Task details: Word for word, and with pictures excluded, copy out all the records that follow.

BEGIN Data records

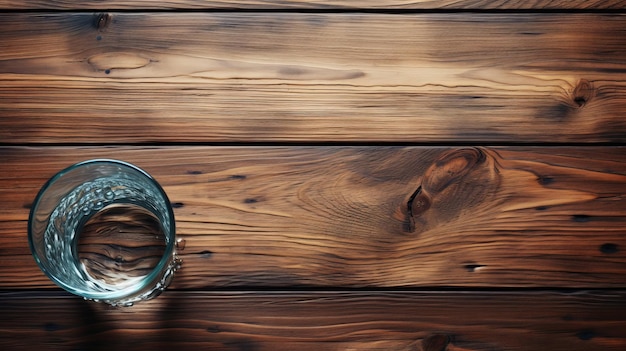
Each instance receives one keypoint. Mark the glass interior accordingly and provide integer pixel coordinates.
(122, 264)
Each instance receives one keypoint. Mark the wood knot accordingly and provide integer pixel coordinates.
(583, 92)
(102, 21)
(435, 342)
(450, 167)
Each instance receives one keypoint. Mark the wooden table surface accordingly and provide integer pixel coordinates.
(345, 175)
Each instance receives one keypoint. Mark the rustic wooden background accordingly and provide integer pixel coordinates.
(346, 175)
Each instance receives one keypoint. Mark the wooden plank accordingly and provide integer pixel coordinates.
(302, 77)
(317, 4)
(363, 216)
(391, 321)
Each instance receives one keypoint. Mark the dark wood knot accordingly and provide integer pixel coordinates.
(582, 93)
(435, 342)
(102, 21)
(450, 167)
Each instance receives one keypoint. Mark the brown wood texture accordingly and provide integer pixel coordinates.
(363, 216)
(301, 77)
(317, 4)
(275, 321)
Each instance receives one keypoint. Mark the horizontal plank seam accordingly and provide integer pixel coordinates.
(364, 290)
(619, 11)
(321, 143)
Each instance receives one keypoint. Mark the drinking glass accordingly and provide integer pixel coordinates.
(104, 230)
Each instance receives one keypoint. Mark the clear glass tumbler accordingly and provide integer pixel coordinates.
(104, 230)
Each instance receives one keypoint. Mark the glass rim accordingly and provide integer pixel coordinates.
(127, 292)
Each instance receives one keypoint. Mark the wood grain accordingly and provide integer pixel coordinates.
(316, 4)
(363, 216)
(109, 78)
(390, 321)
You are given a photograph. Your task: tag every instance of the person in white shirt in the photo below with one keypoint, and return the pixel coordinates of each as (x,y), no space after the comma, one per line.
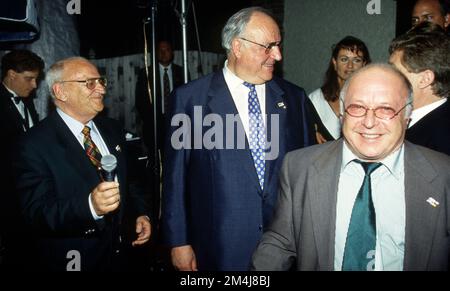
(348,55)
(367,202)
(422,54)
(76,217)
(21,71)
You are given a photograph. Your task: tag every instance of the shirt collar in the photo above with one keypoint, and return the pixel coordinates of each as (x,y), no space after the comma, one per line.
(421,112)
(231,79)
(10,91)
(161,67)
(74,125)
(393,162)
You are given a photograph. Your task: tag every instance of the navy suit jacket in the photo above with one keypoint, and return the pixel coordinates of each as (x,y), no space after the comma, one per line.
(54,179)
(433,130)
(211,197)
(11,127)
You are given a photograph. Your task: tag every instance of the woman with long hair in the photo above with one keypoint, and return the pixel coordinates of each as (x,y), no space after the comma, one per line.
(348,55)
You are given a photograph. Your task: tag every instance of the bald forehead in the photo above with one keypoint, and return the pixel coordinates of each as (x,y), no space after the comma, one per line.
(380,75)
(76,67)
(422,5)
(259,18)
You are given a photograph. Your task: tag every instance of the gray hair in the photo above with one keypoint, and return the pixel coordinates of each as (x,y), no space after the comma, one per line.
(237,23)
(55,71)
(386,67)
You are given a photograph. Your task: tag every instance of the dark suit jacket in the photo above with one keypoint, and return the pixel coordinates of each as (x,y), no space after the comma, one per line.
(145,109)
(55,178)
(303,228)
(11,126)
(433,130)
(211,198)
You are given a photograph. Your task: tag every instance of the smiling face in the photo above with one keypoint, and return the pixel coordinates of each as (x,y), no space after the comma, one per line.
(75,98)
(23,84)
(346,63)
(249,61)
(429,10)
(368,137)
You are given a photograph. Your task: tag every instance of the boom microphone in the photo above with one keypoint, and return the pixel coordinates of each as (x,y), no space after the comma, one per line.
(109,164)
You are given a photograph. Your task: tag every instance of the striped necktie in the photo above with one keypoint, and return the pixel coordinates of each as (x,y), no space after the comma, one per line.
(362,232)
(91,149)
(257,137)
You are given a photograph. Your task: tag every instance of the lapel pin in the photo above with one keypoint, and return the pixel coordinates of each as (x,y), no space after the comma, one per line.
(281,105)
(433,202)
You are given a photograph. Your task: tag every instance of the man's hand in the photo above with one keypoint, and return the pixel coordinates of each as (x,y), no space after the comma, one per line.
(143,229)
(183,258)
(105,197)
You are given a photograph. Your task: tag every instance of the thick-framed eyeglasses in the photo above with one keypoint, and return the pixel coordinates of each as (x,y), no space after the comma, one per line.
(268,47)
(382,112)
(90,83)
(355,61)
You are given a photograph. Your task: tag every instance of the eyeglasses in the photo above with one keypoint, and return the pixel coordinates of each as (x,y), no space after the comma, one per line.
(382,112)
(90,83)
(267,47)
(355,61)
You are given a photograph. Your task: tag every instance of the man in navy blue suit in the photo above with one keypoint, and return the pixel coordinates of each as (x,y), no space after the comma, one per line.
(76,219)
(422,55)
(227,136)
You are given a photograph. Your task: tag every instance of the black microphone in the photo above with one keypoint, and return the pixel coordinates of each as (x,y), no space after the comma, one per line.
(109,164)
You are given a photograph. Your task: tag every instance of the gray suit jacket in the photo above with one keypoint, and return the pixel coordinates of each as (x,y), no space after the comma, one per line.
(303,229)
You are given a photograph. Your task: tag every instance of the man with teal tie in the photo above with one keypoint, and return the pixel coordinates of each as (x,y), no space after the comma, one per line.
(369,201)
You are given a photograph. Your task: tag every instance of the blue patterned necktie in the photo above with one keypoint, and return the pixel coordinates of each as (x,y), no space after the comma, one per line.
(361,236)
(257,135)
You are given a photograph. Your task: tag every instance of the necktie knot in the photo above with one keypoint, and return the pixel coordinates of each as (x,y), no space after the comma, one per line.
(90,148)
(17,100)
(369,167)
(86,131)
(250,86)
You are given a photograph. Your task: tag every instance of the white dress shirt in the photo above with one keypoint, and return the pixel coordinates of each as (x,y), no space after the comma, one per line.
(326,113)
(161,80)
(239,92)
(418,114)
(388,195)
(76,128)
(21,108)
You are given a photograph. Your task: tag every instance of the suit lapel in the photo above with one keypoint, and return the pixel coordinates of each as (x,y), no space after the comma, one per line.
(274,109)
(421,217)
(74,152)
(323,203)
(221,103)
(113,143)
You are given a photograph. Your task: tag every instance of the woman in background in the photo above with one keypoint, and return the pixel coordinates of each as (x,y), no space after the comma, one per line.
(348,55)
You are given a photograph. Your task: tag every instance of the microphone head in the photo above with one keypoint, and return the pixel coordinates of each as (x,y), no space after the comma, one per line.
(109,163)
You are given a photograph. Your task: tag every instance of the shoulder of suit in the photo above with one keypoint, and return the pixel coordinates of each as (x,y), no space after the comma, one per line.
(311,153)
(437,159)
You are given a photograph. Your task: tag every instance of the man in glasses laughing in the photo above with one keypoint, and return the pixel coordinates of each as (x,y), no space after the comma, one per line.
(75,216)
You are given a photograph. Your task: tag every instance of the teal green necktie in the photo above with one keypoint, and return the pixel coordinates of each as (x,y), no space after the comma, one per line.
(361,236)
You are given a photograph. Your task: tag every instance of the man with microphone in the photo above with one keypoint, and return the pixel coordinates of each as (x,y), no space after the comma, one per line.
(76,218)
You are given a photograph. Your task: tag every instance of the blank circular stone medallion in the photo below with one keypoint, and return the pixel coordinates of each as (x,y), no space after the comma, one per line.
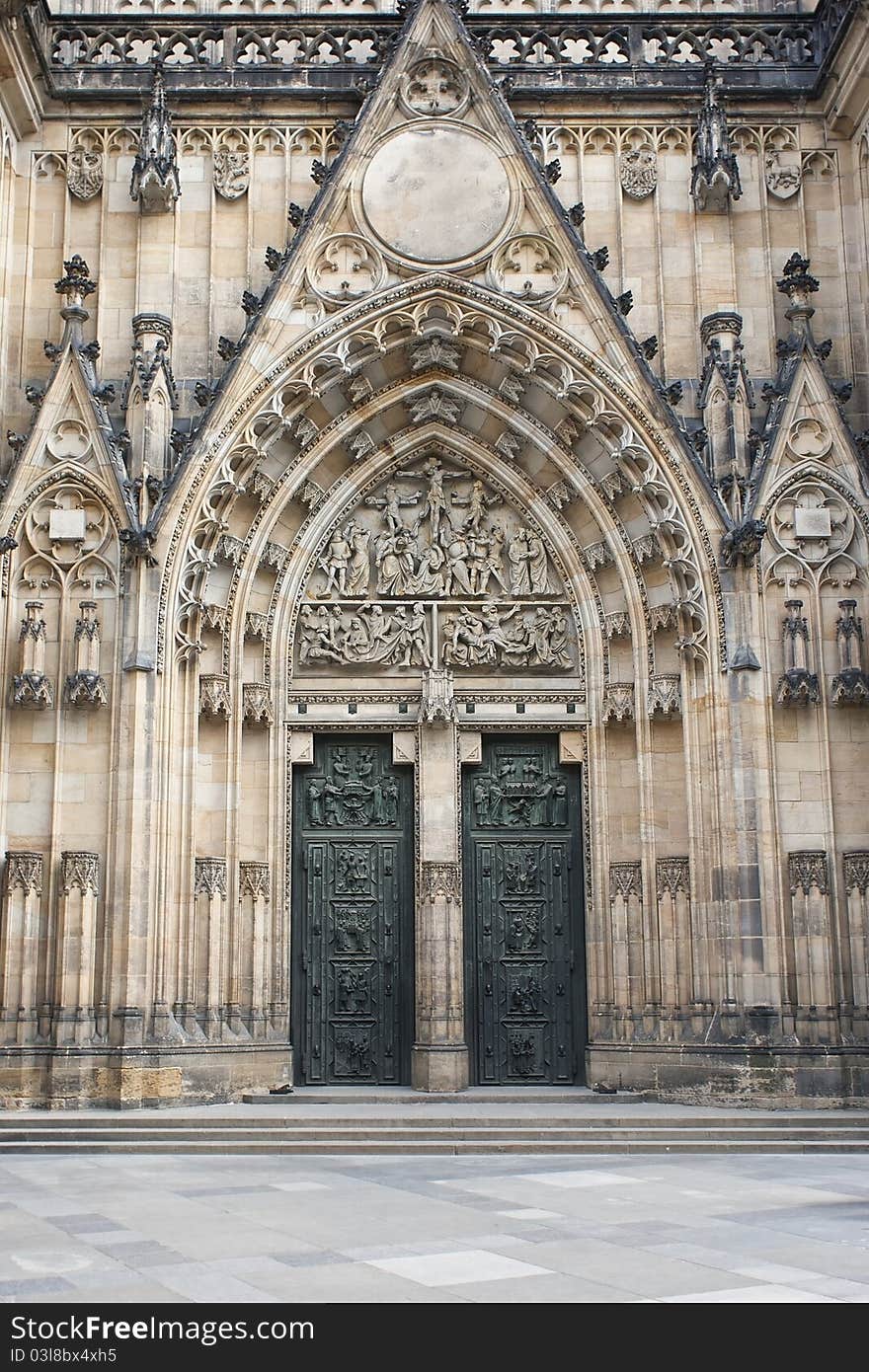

END Data records

Solved problem:
Each instance receives one keypoint. Mark the glass interior accordingly and provide integer pixel coordinates.
(122, 264)
Each instance receives one keypoint. Mark the wood knot accordingly and provide integer pixel coordinates.
(583, 92)
(102, 21)
(435, 342)
(450, 167)
Each instance receives one keypoint. Mark the wooden table surface accordingly and provide integer pixel coordinates.
(345, 175)
Each instance receives one keypoint. Mark the rustic wooden background accordingly and provide integer pixel coordinates.
(346, 175)
Each instance receives one keypoint. Mark the wooden plank accordingly and provide integer pixel coordinates.
(302, 77)
(317, 4)
(363, 216)
(391, 321)
Each instance receives one keypoint. Mark the dark wood knot accordingly and provide integer pixel coordinates.
(582, 93)
(435, 342)
(102, 21)
(450, 167)
Each instance receives one keypoint. Mark the brown wood texture accordingly and provide integer pixel coordinates.
(363, 216)
(301, 77)
(317, 4)
(275, 321)
Each instance receives one keypoint. Mark the horizontal plank seam accordingly and provide integer pixel coordinates.
(364, 290)
(619, 11)
(321, 143)
Each instance receives one keypoint. Mark the drinking glass accordingly and provide integer pixel coordinates.
(104, 230)
Each instance receives one keypoint. Mark the clear glass tumbler accordingly and provide integer pixel coordinates.
(104, 230)
Each instance receives one keypoint. Mark the glass rim accordingly and provide integer pixel coordinates.
(127, 292)
Each instance receives one keypoint. Mark the wood grain accordingly and provide integer pixel coordinates.
(316, 4)
(363, 216)
(109, 78)
(390, 321)
You are given a photograph. Your task: tag every instance of the person in white shirt in the photo below with one keypoint, and return the pixel coordinates of each as (x,y), no space after the comma, one per line.
(348,55)
(367,202)
(422,54)
(76,217)
(21,71)
You are given a photograph. Your task: tag every instance of the shirt collar in the photo above with one keypoint, and return the pixel coordinates of each as (x,y), no space after the comma, one per line.
(421,112)
(231,79)
(10,91)
(161,67)
(74,125)
(393,162)
You are given a photograph. Your task: tag every instance of the navy suit jacket in the photo above with one keypoint, and return the pixel coordinates of each as (x,y), no space after the comma, one per line.
(54,179)
(433,130)
(211,197)
(11,127)
You are given a photograph. Your task: tag every instance of the woman with long hair in the photo above with one keypoint, and return the pixel coordinates of each as (x,y), no space after the comma, one per line.
(348,55)
You are given a photograph. Your task: tag every instance of the bald forehead in the photo above with one keypoint, and return the pixel coordinates of each as (x,y), no space after the comma, one per line.
(380,75)
(76,67)
(422,5)
(259,18)
You are given a photograph. Your task: tag every instance of the gray hair in the photo above with one keypoint, and return the pixel coordinates of each as (x,y), no space after the comma, one per line.
(237,23)
(55,71)
(386,67)
You are given a photograph. Your task: tag every instance of the dark suit jacket in the photo above with one keypoint, and return the pixel coordinates of each as (x,y), no space after the comma, one per line.
(145,109)
(55,178)
(303,228)
(11,126)
(433,130)
(211,198)
You are given a photograph. Your task: tag every instance of the smiling face in the photo above with one keypoint, and return the pixel coordinates of each as (x,y), no space after the comma, one per line.
(75,98)
(23,84)
(346,63)
(249,61)
(429,10)
(368,137)
You are given a photograph. Your task: tag every instance of the boom microphone in the photo above with one keypoint, and return the pixel coordinates of each as (x,y), no space after the comma, one per line.
(109,164)
You are given a photograph. Your task: tag every instance of the striped necktie in the photo above with one keypoint, and return the pixel coordinates of each as (x,y), no space after the comma, one per line.
(362,232)
(91,149)
(257,137)
You are given a photograph. Your task: tag every instance of the lapel pin in the photo above with one keypoint, and return the pixel coordinates of each as (x,y), no space after the comma, one per line.
(281,105)
(433,202)
You are given a photograph. Your task: tag every instance of the man's hand in the photo above with one keypoint, and return the pixel coordinates of each as (x,y), no space after the comma, one per line.
(143,229)
(183,258)
(105,197)
You are given a photograph. Your task: tag every instance of the thick-framed eyeglasses in the photo above with one keypoint, and return the pixel coordinates of each as (x,y), no space after the comma, one per line.
(268,47)
(382,112)
(90,83)
(355,61)
You are given a photograph. Your task: tag every instance of the eyeglasses in the photo above with one keypoint, and return the pixel coordinates of each as (x,y), no space after the comma, one per line.
(382,112)
(90,83)
(267,47)
(355,61)
You are given a photograph. Your task: tag every instance of the man in navy blue suit in the photo above with one keypoint, and return the pixel coordinates of each as (x,y), no space after the comma, one per line.
(76,219)
(422,55)
(227,136)
You are given a photograph. Your task: tag every instance of the black microphone in the photo above with one keypoint, and return the pixel coordinates of each as (x,y), no space after the comma, one per line.
(109,164)
You are given a photograph. Your task: tag every instance of the gray suit jacket in the photo above with one keypoint, and return the pixel coordinates of each as (x,y), no space after the comma, one per line.
(303,229)
You are given a photograph. Your task: tag every instance of the man with teal tie in the photo above with one keypoint, and return the pixel coordinates of each as (x,y), no space after the comma, one per line.
(369,201)
You are given a photograph. Your task: tag every instance of the blue patterned necktie in the photo above with one keypoint, and return the pixel coordinates of each as (x,y), no space after the comma, one per line.
(361,236)
(257,135)
You are given a photograph. Your task: tag every instance of the necktie knot in the photo above with one keypoint, and return the pixel coordinates of each as (x,y), no space after the comma, one per line.
(90,148)
(17,100)
(369,167)
(86,131)
(250,86)
You are given a photograph. Your task: tag every instance of the white dress shirt in the photo above with one keypoint, and return the pixel coordinates of each as (x,y), no space after the comma, one per line.
(326,113)
(161,80)
(239,92)
(418,114)
(388,195)
(76,128)
(21,108)
You are given a photograph. Your task: tag every instance of the suit lapel in the photo above with one keypoint, and return the pixel coordinates of each as (x,y), no space after the comma, one per line.
(274,109)
(421,217)
(74,152)
(323,203)
(221,103)
(113,143)
You are given a photograph. Your task: tag every instance of the woman in background in the photo above with one keypoint, and return the pixel coordinates of each as (x,y), no space after the comma, one per line.
(348,55)
You are given a photograph. Your task: tag every instance of the microphone head in the photo above with one keypoint, and return the pixel coordinates of each as (x,y), no space after the comma, one per line.
(109,163)
You are given a photograph. Your task: tag every instance of the shoulder of suit in the photo above with one keypoint, and return the pixel coordinates of each as (x,y), no space after the comma, one per line.
(311,153)
(437,159)
You are given a photograph. Your task: tag every instance of the man in glasses laughing in the photo above with one keypoint, and return the pixel coordinates of each as (x,y), no space after the comma, one per line.
(75,216)
You are given a photograph. Your task: tag every instance of the teal green necktie in the photo above with one keypoint, and return the pixel coordinates of each as (x,y), no space after the comma, one per line.
(361,236)
You are given a photograph. Your task: tag every instance of the man with microphone in the photo above with one keypoint, and return the pixel coordinates of each as (x,y), no space after the comma, one per line.
(76,218)
You are given a photograph. Your task: tag every instance of the blank circular stone medallion in the photo below with one keypoint, and return the pixel coordinates of each as (x,y), no space after the comma, one per line.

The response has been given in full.